(Exercise directions) Render the data below as a Markdown table with the columns "Row" and "Line": give one numbered row per line, starting at the line that contains "Where can you spot the curved" and ending at the line that contains "[[192, 110], [285, 90]]", and skip blank lines. Leave the pictures out of the table.

══════════

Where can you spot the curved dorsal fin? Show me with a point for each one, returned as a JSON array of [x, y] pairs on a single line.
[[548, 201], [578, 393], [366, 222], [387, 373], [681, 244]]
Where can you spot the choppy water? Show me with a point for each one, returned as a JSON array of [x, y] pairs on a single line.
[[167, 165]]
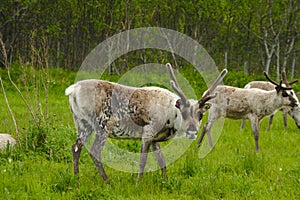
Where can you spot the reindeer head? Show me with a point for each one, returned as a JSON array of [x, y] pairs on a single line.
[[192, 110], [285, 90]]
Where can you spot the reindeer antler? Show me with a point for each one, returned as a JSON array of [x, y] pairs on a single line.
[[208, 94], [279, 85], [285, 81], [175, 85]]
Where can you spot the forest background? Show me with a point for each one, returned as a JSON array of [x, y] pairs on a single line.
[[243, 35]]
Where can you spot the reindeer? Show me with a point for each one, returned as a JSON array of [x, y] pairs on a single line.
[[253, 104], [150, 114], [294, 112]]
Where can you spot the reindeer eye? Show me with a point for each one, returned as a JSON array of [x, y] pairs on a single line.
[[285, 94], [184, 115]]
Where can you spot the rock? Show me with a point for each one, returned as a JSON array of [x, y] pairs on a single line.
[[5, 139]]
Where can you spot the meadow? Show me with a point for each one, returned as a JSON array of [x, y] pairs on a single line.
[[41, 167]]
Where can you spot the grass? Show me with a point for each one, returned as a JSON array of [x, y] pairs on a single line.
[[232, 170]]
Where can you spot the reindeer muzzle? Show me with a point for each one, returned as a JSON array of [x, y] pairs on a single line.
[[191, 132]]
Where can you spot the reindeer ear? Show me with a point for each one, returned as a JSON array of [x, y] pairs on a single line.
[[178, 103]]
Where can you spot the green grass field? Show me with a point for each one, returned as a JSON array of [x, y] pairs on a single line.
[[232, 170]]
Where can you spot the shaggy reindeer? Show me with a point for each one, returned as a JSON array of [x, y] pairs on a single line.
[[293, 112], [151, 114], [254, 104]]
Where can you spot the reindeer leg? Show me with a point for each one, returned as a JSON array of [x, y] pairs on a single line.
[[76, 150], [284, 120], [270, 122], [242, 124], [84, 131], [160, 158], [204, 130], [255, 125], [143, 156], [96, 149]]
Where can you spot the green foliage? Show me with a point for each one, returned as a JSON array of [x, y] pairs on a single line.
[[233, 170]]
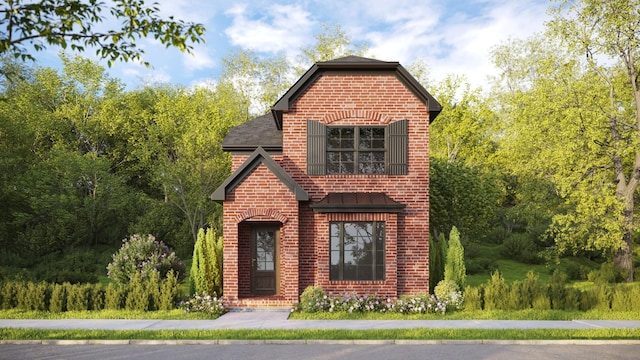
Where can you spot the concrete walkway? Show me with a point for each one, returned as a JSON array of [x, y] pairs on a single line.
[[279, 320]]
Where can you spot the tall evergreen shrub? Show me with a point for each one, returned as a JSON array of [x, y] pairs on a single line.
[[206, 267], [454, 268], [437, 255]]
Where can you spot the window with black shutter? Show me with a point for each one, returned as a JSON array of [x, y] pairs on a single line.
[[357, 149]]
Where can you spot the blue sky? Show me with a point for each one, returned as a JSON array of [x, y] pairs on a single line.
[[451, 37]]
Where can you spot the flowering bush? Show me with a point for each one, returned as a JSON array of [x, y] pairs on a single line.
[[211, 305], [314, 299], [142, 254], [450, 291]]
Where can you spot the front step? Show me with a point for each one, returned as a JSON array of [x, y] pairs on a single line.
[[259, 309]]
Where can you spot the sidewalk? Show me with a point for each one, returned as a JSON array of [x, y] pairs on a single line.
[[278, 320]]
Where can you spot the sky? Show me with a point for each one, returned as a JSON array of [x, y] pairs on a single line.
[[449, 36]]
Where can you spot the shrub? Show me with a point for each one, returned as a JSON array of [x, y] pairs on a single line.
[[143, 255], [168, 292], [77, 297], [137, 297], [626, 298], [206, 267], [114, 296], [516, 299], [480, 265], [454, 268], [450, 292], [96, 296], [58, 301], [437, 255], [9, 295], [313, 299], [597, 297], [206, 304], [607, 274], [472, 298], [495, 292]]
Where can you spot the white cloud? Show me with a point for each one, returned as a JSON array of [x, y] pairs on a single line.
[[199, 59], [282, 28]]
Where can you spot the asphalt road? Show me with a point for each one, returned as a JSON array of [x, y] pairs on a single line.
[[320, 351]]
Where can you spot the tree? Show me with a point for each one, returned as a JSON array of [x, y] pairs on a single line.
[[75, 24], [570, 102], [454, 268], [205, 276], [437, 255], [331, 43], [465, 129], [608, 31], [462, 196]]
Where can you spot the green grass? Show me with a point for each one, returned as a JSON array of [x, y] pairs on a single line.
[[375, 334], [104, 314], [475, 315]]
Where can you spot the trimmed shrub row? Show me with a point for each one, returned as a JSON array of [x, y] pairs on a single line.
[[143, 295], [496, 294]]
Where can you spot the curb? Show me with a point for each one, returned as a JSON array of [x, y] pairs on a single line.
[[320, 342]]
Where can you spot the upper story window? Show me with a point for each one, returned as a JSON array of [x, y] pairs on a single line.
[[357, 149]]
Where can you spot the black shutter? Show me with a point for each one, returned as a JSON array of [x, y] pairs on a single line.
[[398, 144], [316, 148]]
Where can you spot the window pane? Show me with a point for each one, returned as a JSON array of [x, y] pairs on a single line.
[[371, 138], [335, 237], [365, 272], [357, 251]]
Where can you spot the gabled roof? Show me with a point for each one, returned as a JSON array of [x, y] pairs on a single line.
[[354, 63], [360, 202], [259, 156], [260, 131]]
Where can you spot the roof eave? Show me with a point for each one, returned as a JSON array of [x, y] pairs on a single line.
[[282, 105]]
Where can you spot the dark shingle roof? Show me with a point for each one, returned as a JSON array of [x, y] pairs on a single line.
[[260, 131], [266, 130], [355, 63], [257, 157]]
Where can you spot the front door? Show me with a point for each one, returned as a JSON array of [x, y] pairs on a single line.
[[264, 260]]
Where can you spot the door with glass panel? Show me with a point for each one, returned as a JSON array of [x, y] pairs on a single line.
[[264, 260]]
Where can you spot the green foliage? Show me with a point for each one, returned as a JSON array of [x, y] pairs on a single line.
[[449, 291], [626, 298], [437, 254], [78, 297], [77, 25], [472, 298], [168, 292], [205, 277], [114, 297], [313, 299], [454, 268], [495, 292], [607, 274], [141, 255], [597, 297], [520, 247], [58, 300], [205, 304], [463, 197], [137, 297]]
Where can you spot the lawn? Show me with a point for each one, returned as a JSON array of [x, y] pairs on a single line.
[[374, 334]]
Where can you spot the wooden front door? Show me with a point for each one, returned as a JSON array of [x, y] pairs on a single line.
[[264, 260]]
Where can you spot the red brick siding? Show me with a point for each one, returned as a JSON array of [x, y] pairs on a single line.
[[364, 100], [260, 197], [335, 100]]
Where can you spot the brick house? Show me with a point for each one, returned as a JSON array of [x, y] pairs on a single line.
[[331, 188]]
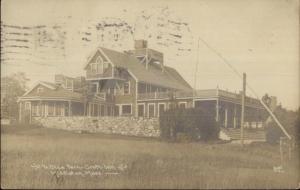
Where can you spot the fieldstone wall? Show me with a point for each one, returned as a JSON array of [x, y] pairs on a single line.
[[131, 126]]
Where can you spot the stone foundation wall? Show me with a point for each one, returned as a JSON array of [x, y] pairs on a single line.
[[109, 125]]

══════════

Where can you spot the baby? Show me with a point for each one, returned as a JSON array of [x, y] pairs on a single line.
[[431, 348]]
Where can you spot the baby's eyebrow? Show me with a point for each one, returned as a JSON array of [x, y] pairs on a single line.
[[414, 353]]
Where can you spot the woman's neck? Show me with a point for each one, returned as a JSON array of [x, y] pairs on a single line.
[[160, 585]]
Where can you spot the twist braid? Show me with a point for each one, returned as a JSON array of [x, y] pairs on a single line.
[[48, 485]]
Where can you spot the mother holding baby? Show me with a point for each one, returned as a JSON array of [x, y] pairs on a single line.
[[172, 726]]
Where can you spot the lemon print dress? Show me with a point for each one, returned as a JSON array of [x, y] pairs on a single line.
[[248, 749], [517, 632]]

══════════

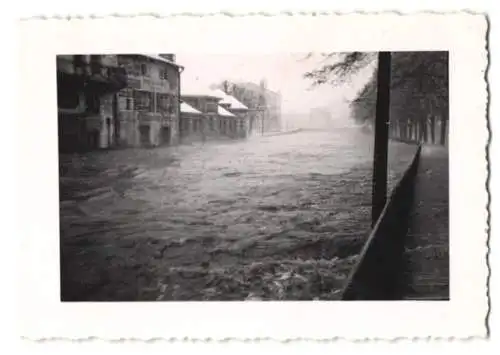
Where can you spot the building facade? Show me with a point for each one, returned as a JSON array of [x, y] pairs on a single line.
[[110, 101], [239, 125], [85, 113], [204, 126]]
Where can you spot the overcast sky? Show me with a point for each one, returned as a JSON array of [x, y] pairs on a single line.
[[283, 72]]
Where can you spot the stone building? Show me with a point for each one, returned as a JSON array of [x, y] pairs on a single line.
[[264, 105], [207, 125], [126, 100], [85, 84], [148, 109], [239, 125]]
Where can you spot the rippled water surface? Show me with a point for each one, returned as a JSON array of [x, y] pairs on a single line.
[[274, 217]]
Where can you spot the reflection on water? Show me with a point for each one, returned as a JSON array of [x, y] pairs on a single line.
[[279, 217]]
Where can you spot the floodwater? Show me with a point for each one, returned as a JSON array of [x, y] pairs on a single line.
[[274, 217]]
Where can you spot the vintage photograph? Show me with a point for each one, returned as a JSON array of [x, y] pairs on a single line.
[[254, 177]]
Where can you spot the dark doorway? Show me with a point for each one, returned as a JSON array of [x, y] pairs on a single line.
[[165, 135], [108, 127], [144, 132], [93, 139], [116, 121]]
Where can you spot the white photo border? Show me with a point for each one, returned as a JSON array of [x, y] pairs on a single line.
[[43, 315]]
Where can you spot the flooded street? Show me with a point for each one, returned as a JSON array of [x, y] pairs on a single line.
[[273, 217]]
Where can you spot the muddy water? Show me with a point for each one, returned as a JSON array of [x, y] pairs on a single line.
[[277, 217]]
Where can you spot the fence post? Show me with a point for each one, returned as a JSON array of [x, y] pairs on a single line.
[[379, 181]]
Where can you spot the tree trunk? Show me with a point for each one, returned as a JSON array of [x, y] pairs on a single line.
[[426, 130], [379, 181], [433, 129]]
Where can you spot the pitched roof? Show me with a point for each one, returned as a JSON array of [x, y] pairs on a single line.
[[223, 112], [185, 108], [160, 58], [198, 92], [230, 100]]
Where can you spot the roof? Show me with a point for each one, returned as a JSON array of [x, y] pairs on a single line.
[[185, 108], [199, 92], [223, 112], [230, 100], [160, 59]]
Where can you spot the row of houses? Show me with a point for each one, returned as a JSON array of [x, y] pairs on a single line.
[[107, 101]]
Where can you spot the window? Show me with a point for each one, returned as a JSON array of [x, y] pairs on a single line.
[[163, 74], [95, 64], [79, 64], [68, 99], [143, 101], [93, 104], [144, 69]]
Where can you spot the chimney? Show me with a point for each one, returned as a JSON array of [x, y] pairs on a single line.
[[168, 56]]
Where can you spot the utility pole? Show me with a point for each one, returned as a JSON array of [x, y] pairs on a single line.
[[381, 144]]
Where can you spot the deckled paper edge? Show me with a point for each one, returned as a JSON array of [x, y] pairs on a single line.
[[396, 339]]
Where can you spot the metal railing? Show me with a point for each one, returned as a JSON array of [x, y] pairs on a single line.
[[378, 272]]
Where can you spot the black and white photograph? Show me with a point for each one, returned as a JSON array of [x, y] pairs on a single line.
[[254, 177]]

══════════

(Correct output)
| Row | Line |
|---|---|
| 1 | Where can you spot the curved dorsal fin? Show me with a point for each one, returned as a JSON array of [x, y] pairs on a single line. |
| 2 | [[548, 201], [578, 393], [366, 222], [387, 373], [681, 244]] |
| 3 | Where can you spot the choppy water? Show me with a point for each one, returned as a JSON array of [x, y] pairs on a single line. |
| 4 | [[167, 165]] |
| 5 | Where can you spot the reindeer head? Show me with a point for each one, returned as a JSON array of [x, y] pairs on a single line. |
| 6 | [[192, 110], [285, 90]] |